# Potongan Teks
KOMPAS.TV – Kementerian Hukum dan Hak Asasi Manusia (Kemenkumham) mulai menghadirkan lembaga pemasyarakatan (lapas) khusus perempuan sejak 2017.
Saat ini, Direktorat Jenderal Pemasyarakatan telah memiliki 34 lapas perempuan dan empat rutan yang secara khusus menampung warga binaan pemasyarakatan (WBP) perempuan dan anak-anak.
Pada 2024, jumlah WBP perempuan di Indonesia mencapai 13 ribu. Meskipun jumlah tersebut tidak sebanyak jumlah WBP laki-laki, tetapi WBP perempuan membutuhkan perlakuan khusus terkait kodrat mereka sebagai perempuan.
“Untuk memberikan perempuan ini lebih optimal pemenuhan akan hak reproduksinya ini, maka kita membuat lapas-lapas perempuan yang mungkin disesuaikan dengan kodrati perempuan sebagai makhluk yang mempunyai fungsi reproduksi,” jelas Plt. Direktur Jenderal (Dirjen) Pemasyarakatan, Y. Ambeg Paramarta.
Pengaturan mengenai hak perempuan dalam lapas sudah diadopsi oleh Majelis Umum Perserikatan Bangsa-Bangsa pada tahun 2010, yaitu The United Nations Rules for The Treatment of Women Prisoners and Non Women Offenders atau yang dikenal dengan Bangkok Rules.
Peraturan tersebut memberikan sejumlah aturan bersama yang harus diperlakukan, seperti perempuan hamil, perempuan dengan masalah narkoba, serta perempuan disabilitas di dalam tahanan.
Sementara itu, di Indonesia sudah terdapat Undang-Undang Nomor 22 Tahun 2022 tentang Pemasyarakatan yang mengatur secara tegas kebutuhan khusus perempuan.
Untuk memenuhi hak asasi WBP perempuan terkait kebutuhan khususnya, Kementerian Imigrasi dan Pemasyarakatan bekerja sama dengan Kementerian Pemberdayaan Perempuan dan Perlindungan Anak (KemenPPA).
“Memastikan yang penting kebutuhan layanan dasarnya, mulai dari kesehatannya kemudian juga banyak sekali pendidikan-pendidikan yang kemudian kita siapkan, seperti pendidikan informal untuk menyiapkan mereka. Bahkan program-program pemberdayaan, ini yang kami dorong,” ujar Deputi Bidang Perlindungan Hak Perempuan KemenPPA, Ratna Susianawati.

# Petunjuk Tugas 1
Tuliskan kembali secara persis bagian teks tentang lapas perempuan, mulai dari "KOMPAS.TV – Kementerian" dan berakhir pada "perempuan dan anak-anak.".

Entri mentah

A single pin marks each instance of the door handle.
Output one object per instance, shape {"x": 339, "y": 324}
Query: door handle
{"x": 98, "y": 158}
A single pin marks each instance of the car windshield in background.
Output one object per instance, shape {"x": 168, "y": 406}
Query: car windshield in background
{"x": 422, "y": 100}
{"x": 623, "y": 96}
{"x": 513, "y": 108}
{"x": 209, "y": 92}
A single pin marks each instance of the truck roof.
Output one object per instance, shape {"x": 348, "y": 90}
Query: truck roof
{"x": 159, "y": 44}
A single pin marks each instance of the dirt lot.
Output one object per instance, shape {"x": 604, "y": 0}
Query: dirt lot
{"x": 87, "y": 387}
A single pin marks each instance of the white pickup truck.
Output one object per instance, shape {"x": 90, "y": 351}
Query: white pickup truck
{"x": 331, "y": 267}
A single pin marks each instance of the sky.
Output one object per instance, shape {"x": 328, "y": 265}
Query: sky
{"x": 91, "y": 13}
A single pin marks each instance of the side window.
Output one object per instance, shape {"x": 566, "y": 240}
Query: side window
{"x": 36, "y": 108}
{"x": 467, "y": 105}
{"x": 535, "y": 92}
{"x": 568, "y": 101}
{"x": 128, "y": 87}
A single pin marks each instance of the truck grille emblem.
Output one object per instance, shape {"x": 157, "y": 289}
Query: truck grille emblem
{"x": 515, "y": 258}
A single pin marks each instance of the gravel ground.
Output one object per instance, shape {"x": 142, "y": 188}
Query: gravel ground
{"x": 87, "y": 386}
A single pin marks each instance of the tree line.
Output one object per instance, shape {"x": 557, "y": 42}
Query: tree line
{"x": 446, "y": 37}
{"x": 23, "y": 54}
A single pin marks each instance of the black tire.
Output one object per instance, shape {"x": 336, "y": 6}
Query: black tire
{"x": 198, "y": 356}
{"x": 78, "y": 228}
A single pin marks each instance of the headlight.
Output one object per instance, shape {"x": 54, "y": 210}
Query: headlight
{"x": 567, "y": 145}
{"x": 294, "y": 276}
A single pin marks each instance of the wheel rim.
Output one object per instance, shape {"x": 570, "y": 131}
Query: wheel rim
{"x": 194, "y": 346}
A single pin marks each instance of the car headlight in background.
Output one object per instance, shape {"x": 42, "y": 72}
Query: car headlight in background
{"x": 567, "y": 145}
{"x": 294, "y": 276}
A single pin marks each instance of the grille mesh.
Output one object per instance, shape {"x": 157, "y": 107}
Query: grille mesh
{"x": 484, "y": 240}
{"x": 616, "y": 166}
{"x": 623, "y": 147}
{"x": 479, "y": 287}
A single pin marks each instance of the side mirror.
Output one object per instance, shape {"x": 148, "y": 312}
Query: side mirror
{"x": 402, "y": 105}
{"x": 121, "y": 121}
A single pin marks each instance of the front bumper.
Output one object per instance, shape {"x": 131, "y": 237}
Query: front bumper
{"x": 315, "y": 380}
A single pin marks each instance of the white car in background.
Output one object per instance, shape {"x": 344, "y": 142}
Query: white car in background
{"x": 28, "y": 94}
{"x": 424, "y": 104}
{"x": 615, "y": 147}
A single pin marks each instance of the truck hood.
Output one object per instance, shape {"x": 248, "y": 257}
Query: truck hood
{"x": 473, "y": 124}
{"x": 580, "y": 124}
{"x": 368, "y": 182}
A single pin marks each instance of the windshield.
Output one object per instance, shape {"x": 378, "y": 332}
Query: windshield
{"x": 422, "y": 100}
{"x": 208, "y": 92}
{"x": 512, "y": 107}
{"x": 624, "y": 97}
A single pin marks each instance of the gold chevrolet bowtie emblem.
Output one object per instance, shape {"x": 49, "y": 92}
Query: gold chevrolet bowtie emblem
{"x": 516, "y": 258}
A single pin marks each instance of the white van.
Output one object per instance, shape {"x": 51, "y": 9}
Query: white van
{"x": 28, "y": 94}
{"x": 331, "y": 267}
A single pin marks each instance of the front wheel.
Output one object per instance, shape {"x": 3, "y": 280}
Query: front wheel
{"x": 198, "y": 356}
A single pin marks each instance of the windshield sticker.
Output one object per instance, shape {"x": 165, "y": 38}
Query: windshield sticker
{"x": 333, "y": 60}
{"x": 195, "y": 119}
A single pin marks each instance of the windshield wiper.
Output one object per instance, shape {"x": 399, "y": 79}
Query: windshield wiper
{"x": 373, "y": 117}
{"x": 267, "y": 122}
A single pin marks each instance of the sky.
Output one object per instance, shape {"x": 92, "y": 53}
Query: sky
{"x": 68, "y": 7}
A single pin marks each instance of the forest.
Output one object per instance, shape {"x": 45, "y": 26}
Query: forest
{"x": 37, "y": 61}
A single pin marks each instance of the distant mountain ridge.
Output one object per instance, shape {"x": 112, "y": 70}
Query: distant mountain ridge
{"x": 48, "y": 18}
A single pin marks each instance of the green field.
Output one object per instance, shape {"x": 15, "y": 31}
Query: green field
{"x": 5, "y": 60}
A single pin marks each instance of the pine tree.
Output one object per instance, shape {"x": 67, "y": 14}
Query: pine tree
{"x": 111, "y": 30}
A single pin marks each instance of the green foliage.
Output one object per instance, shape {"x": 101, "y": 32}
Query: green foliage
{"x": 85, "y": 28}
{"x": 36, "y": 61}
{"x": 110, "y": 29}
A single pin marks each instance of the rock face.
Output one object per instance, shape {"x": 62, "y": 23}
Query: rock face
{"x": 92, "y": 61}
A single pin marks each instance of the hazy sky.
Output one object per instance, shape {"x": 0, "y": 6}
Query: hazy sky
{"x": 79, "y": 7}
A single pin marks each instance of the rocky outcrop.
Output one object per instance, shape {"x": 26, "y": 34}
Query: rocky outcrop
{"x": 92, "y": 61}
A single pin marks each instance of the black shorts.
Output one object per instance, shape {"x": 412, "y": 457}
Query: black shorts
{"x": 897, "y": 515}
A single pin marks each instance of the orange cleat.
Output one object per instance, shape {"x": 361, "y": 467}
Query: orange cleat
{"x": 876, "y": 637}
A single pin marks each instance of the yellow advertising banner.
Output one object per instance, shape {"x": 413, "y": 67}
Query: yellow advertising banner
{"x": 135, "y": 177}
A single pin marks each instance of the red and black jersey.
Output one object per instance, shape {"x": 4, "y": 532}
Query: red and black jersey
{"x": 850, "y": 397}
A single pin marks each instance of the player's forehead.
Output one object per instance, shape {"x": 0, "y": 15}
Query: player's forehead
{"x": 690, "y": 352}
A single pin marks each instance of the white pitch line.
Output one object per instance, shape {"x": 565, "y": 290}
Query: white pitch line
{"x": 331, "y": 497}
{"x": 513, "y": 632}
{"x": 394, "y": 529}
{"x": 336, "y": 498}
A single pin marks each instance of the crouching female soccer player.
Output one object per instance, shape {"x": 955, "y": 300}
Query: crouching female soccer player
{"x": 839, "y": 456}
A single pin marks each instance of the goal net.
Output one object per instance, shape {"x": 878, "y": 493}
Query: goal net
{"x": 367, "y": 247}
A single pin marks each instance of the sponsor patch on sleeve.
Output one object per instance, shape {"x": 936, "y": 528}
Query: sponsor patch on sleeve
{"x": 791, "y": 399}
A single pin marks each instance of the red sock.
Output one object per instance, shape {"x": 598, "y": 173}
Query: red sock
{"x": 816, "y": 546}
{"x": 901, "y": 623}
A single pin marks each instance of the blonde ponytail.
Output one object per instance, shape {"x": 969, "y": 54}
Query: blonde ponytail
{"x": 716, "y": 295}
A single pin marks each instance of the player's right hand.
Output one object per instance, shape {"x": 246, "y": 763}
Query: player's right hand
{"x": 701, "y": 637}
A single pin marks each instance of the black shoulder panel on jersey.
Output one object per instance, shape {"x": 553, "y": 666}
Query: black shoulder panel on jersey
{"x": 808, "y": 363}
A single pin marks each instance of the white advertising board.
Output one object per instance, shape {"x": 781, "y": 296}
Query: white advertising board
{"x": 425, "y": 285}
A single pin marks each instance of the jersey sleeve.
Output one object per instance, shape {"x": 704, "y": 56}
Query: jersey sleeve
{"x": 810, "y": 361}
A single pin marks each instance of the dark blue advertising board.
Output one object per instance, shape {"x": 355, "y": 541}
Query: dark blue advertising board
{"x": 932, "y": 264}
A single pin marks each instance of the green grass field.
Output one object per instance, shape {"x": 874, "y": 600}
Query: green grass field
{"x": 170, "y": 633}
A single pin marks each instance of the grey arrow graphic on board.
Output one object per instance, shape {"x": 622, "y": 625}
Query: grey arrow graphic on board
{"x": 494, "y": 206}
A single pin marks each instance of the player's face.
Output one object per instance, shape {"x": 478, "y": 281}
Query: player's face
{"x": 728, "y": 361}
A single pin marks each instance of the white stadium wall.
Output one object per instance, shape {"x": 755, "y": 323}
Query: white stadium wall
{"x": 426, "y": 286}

# Petunjuk Tugas 2
Temukan setiap baris entri yang memuat kata "pine", lalu salin baris-baris tersebut. Huruf besar dan kecil dibedakan.

# Hasil Akhir 1
KOMPAS.TV – Kementerian Hukum dan Hak Asasi Manusia (Kemenkumham) mulai menghadirkan lembaga pemasyarakatan (lapas) khusus perempuan sejak 2017.
Saat ini, Direktorat Jenderal Pemasyarakatan telah memiliki 34 lapas perempuan dan empat rutan yang secara khusus menampung warga binaan pemasyarakatan (WBP) perempuan dan anak-anak.

# Hasil Akhir 2
A single pin marks each instance of the pine tree.
Query: pine tree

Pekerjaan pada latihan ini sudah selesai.